Exercise input:

══════════

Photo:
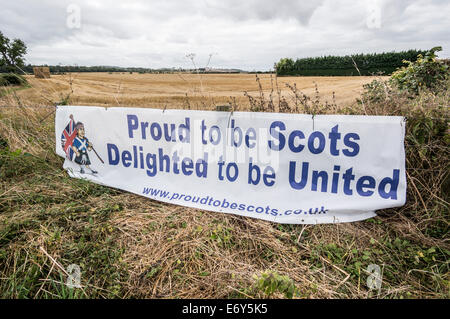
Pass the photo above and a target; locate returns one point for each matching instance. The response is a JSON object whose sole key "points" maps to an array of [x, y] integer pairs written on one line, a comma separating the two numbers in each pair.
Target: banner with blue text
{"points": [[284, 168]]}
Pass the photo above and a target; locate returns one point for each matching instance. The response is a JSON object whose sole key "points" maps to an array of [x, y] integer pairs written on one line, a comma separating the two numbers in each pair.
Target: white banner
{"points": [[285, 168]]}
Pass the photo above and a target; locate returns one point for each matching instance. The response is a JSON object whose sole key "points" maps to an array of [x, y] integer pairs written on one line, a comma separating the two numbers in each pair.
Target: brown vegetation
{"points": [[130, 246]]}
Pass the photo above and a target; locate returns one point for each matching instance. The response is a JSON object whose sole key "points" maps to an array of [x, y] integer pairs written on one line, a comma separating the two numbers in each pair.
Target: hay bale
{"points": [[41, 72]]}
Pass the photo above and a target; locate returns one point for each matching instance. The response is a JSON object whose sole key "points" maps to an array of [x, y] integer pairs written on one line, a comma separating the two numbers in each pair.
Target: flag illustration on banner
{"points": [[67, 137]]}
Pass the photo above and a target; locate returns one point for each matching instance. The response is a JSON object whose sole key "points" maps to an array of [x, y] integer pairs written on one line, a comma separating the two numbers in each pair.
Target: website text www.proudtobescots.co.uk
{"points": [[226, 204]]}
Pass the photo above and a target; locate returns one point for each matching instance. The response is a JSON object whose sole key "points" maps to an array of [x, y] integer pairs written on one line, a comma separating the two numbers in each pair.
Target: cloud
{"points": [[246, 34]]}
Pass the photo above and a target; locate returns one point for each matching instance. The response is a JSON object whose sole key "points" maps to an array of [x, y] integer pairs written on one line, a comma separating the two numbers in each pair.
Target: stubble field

══════════

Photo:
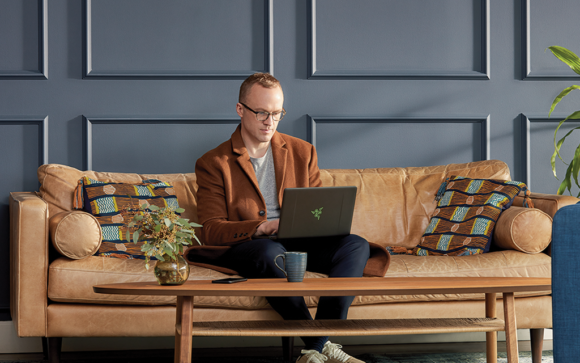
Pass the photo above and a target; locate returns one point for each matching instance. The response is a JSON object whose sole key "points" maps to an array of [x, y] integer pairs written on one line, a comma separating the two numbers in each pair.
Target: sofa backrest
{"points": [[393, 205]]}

══════════

Required work: Give only the lines from the one holding "Target: cloud" through the one holding "Target: stubble field", each restated exactly as it appears above.

Output below:
Target: cloud
{"points": [[246, 34]]}
Pass the photo above and a target; locate returns one point for each matching instance. The response is a JSON object whose sole key "points" maps to an array of [x, y] integer pairs written on one line, a comma separating the two numbers in each pair.
Target: stubble field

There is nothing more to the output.